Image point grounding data
= = = = =
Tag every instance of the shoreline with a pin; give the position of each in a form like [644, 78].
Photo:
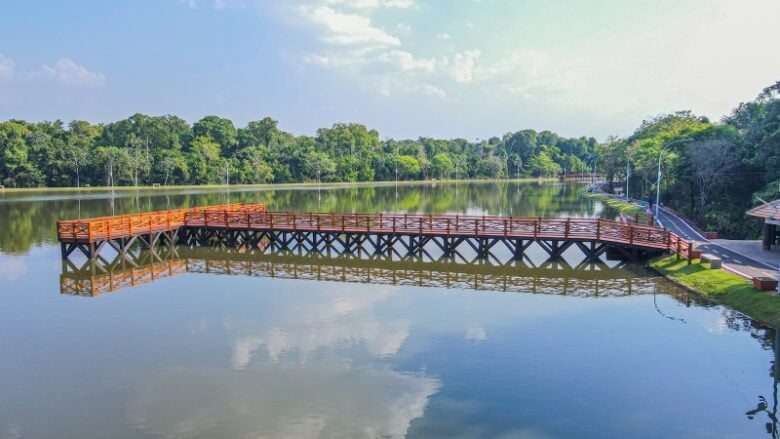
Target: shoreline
[721, 287]
[266, 186]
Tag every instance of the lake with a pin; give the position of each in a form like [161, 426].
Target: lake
[210, 343]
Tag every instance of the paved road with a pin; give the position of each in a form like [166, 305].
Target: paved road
[732, 260]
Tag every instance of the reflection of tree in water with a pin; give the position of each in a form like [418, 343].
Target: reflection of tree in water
[32, 219]
[769, 339]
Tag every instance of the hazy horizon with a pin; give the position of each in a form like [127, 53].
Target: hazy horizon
[407, 68]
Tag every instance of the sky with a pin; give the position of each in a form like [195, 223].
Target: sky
[407, 68]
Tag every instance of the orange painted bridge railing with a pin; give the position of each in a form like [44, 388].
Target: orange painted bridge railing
[254, 217]
[125, 226]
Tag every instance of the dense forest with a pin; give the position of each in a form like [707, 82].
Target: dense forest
[723, 170]
[166, 150]
[713, 178]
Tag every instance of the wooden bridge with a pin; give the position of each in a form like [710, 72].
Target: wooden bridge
[251, 226]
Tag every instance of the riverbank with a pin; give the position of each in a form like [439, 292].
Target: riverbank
[723, 288]
[304, 185]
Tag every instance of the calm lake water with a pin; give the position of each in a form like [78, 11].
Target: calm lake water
[217, 344]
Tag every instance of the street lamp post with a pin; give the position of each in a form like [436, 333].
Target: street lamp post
[658, 181]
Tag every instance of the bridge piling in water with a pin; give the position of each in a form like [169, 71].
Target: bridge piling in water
[250, 226]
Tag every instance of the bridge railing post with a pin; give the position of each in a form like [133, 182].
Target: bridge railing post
[678, 247]
[690, 252]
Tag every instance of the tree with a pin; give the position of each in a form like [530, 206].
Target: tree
[75, 157]
[441, 165]
[220, 130]
[543, 166]
[203, 160]
[408, 167]
[711, 162]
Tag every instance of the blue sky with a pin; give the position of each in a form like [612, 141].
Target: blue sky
[408, 68]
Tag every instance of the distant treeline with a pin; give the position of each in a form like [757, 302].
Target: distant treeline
[166, 150]
[723, 171]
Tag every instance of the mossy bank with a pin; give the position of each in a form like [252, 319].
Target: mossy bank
[722, 287]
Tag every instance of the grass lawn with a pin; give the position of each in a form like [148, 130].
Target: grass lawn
[621, 206]
[723, 287]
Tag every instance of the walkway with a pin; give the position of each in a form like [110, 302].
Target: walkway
[251, 226]
[734, 261]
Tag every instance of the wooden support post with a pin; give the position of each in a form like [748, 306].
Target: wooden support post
[690, 252]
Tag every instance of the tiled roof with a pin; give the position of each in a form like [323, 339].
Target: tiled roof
[768, 210]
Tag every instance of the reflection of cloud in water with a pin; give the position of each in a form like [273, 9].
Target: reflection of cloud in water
[476, 333]
[714, 323]
[328, 401]
[12, 268]
[325, 319]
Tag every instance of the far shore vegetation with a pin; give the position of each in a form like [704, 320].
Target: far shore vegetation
[308, 185]
[727, 167]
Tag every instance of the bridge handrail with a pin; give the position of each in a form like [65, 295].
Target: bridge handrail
[129, 224]
[256, 216]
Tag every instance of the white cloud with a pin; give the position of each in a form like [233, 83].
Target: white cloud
[464, 65]
[403, 29]
[7, 68]
[406, 61]
[371, 4]
[215, 4]
[404, 4]
[68, 73]
[348, 29]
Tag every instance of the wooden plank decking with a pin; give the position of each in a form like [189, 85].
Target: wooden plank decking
[224, 222]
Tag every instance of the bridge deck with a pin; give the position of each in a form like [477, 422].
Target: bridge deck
[226, 220]
[92, 230]
[568, 229]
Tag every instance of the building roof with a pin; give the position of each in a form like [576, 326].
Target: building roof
[770, 210]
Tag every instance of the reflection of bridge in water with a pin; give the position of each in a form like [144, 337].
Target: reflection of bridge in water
[552, 276]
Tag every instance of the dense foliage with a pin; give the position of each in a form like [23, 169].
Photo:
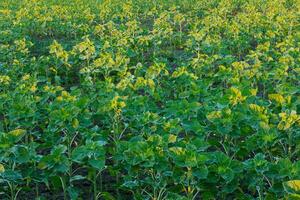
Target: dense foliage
[165, 99]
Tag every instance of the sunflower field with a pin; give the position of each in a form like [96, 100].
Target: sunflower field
[149, 100]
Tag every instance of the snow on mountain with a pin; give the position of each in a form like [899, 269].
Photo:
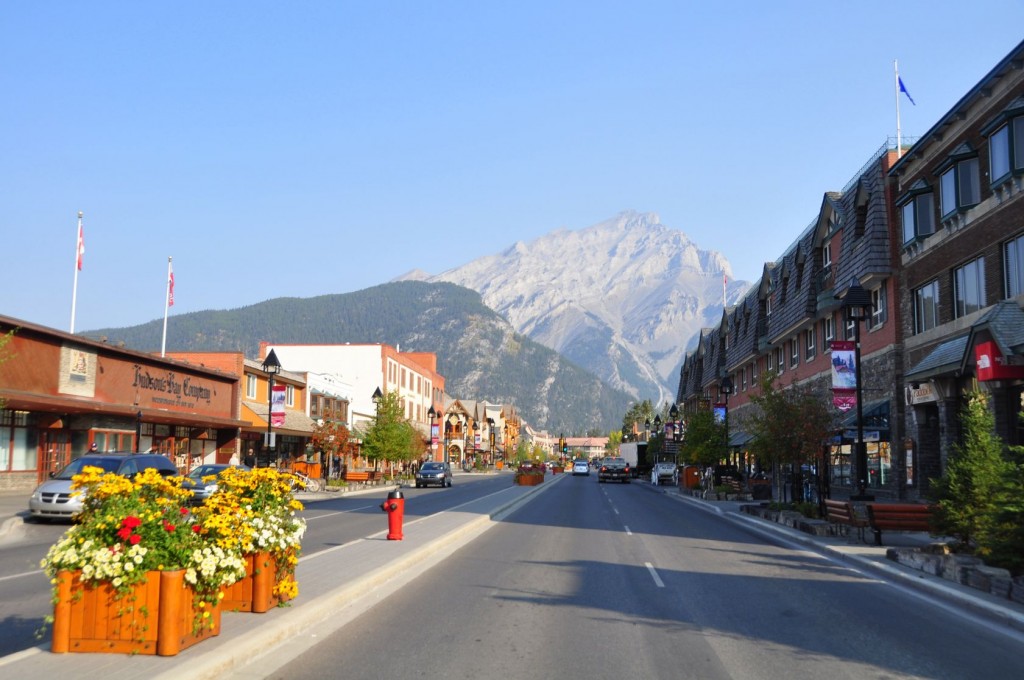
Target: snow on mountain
[624, 298]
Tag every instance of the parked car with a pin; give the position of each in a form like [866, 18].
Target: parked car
[201, 489]
[433, 473]
[613, 469]
[53, 499]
= = = = =
Your answer must be an exact copy of the lines from the start of the entries through the line with "Tag every instance of the street", with no pictures.

Tag every instance of the shoreline with a pin; give the position of each in a form like [644, 78].
Photo:
Target: shoreline
[721, 287]
[266, 186]
Tag every instance of the lake with a pin; give the position of each in a form like [161, 426].
Target: lake
[210, 343]
Tag every instance of the paved road with a pin; give the position of each in a form like [166, 305].
Target: paved road
[732, 260]
Tag every instance of the reflection of tree in water with a pin; give the position of each in a form like [418, 343].
Target: reflection of tree in water
[32, 219]
[769, 339]
Tag every instance of the hazy horizon with a pin; give the position of each in a form like [127, 53].
Target: hazy horizon
[407, 68]
Tag every instance of the sky with a pin; give the position of each in a form like [195, 223].
Target: sky
[407, 68]
Tag every instance of the orange painted bridge railing with a pin; give the position of each in a form like [44, 388].
Target: orange painted bridge railing
[254, 217]
[125, 226]
Tag every instance of the dense forest with a pin; give the position of each in a form like [707, 82].
Target: dense forest
[723, 170]
[166, 150]
[713, 178]
Tag every instance of the wooden bridge with a pin; give the position of each in a form like [710, 72].
Target: wooden bridge
[251, 226]
Tag every instance of the riverbank with a pin; give the position of each in a form like [439, 292].
Target: riverbank
[723, 288]
[304, 185]
Tag every instance of the calm lake water with a pin; give the position of each in a form like [78, 11].
Target: calm lake water
[217, 344]
Tag every instance of the street lamp post with a pin; give the position of each in a form like [436, 333].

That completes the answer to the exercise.